■ **What needs to be done**
Copy everything from "Now is the perfect" down to "do the cleaning." in the tree-care passage below, without changing a word.

■ **Source passage**
※

These trees at a location several miles away, on the other hand, have been what Bell calls "crape murdered," branches lopped too closely to the trunk. There's no need for such aggressive pruning, she said.
COVINGTON -- People often have good intentions when planting or caring for trees, but they may be doing it all wrong anyway.
With Arbor Day approaching -- it's on Feb. 17 -- Newton County Arborist Debbie Bell took some time to give tips on proper planting and pruning.
Now is the perfect time for planting, as trees are dormant in winter, Bell said. That's why Arbor Day is celebrated on the third Friday in February in Georgia rather than in late April, the national holiday.
"By then it's too late to plant here," Bell said.
Tree-planting time is November through February. The first step to planting is to make sure to find a spot that will leave adequate room for the tree to grow, without impacting nearby houses or buildings or utilities. Bell recommended looking overhead and side-to-side to make sure there's nothing that would hinder the tree's growth or that would be negatively impacted by the tree. Don't forget utilities that are underground, like septic tanks, she said. If the tree is near the house, think about whether leaves will land in gutters and if you're willing to do the cleaning.
Bell recommended planting native trees because they're already adapted to the climate. "Work with Mother Nature," she advised.

※

■ **Entries supplied**
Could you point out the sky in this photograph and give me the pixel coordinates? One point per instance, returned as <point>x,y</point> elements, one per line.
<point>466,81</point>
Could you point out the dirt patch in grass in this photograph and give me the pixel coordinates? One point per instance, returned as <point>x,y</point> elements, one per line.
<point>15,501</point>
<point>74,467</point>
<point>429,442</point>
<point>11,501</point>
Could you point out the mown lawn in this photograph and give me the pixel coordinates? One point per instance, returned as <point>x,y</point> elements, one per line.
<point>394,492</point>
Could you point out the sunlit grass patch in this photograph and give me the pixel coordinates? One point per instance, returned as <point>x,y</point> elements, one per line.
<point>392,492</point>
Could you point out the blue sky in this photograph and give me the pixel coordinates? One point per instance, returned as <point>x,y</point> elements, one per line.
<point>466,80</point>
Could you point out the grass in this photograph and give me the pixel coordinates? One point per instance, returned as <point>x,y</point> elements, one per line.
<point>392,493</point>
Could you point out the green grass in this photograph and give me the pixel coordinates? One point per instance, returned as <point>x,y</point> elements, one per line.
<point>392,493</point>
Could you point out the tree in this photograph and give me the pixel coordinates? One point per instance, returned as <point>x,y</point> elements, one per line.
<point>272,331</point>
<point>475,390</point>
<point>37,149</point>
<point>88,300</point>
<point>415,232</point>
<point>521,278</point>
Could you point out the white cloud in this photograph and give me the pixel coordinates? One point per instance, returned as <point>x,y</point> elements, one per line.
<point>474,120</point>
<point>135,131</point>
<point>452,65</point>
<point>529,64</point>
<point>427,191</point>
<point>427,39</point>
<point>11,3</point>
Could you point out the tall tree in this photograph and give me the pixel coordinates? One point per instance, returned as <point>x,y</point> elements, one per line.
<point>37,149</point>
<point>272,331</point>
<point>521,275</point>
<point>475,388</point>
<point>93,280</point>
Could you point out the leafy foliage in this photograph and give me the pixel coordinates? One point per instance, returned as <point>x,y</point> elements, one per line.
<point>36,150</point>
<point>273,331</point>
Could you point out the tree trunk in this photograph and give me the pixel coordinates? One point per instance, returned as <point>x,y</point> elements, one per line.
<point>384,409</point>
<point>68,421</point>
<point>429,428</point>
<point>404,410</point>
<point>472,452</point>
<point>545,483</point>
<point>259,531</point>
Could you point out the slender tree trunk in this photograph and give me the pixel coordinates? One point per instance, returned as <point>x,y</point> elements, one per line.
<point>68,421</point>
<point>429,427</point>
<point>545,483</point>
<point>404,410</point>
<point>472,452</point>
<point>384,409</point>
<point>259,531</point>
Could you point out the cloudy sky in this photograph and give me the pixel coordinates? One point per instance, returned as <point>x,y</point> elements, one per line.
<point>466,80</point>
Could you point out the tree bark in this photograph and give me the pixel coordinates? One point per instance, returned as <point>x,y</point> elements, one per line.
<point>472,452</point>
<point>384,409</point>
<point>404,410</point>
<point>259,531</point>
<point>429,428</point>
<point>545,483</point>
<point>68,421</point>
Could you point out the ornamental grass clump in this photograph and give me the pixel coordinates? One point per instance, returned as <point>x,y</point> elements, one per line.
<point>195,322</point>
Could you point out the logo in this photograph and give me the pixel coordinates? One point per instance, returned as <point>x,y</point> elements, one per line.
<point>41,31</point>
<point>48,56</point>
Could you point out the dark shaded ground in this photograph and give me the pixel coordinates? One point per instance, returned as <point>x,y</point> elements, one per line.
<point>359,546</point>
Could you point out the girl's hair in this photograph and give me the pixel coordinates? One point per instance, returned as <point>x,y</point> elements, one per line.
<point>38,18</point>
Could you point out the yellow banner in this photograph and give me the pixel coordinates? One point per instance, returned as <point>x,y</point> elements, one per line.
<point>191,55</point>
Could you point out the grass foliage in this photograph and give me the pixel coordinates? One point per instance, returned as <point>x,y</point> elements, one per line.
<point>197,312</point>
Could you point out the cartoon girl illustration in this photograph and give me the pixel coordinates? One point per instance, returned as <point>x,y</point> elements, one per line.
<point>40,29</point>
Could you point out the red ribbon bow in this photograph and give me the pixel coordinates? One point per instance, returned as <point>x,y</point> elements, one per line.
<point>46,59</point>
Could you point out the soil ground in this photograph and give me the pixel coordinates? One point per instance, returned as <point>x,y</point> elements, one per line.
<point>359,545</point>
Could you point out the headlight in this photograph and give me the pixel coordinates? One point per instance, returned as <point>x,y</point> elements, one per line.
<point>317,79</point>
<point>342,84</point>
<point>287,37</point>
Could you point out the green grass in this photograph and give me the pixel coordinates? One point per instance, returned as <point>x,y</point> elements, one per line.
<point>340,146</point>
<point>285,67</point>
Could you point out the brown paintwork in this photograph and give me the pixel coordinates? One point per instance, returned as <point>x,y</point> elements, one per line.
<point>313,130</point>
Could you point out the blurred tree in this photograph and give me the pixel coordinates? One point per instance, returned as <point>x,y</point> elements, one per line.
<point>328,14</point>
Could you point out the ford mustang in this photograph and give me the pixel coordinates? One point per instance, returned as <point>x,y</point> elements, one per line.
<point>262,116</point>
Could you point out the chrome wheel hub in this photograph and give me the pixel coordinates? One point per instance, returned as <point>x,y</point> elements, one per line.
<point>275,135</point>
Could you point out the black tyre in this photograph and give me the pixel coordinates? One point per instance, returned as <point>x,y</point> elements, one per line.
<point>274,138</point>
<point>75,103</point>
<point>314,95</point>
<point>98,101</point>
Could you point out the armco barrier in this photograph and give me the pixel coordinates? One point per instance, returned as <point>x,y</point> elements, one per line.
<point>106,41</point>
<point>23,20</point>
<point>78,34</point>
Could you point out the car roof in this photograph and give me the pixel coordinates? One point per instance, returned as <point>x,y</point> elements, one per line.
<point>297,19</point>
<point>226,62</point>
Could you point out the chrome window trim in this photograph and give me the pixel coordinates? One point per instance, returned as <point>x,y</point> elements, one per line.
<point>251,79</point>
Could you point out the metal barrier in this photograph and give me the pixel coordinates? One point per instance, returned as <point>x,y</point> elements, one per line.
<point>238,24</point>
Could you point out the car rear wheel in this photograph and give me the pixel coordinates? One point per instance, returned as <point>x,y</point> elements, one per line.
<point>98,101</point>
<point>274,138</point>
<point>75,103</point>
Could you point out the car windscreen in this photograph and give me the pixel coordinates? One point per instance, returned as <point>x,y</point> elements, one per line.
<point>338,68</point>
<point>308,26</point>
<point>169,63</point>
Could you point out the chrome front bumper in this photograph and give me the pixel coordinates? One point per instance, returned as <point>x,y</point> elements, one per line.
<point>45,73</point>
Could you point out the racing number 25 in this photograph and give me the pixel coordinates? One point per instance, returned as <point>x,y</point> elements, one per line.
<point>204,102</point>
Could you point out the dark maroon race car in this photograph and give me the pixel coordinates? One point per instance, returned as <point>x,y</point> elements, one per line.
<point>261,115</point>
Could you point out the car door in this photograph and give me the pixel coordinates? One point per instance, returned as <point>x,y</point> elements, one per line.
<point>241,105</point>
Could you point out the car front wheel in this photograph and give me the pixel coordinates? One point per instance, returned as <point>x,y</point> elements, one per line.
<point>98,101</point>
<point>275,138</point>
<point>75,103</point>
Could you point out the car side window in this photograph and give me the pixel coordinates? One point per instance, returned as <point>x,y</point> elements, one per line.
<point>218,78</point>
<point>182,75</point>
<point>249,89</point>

※

■ **Response to the task**
Now is the perfect time for planting, as trees are dormant in winter, Bell said. That's why Arbor Day is celebrated on the third Friday in February in Georgia rather than in late April, the national holiday.
"By then it's too late to plant here," Bell said.
Tree-planting time is November through February. The first step to planting is to make sure to find a spot that will leave adequate room for the tree to grow, without impacting nearby houses or buildings or utilities. Bell recommended looking overhead and side-to-side to make sure there's nothing that would hinder the tree's growth or that would be negatively impacted by the tree. Don't forget utilities that are underground, like septic tanks, she said. If the tree is near the house, think about whether leaves will land in gutters and if you're willing to do the cleaning.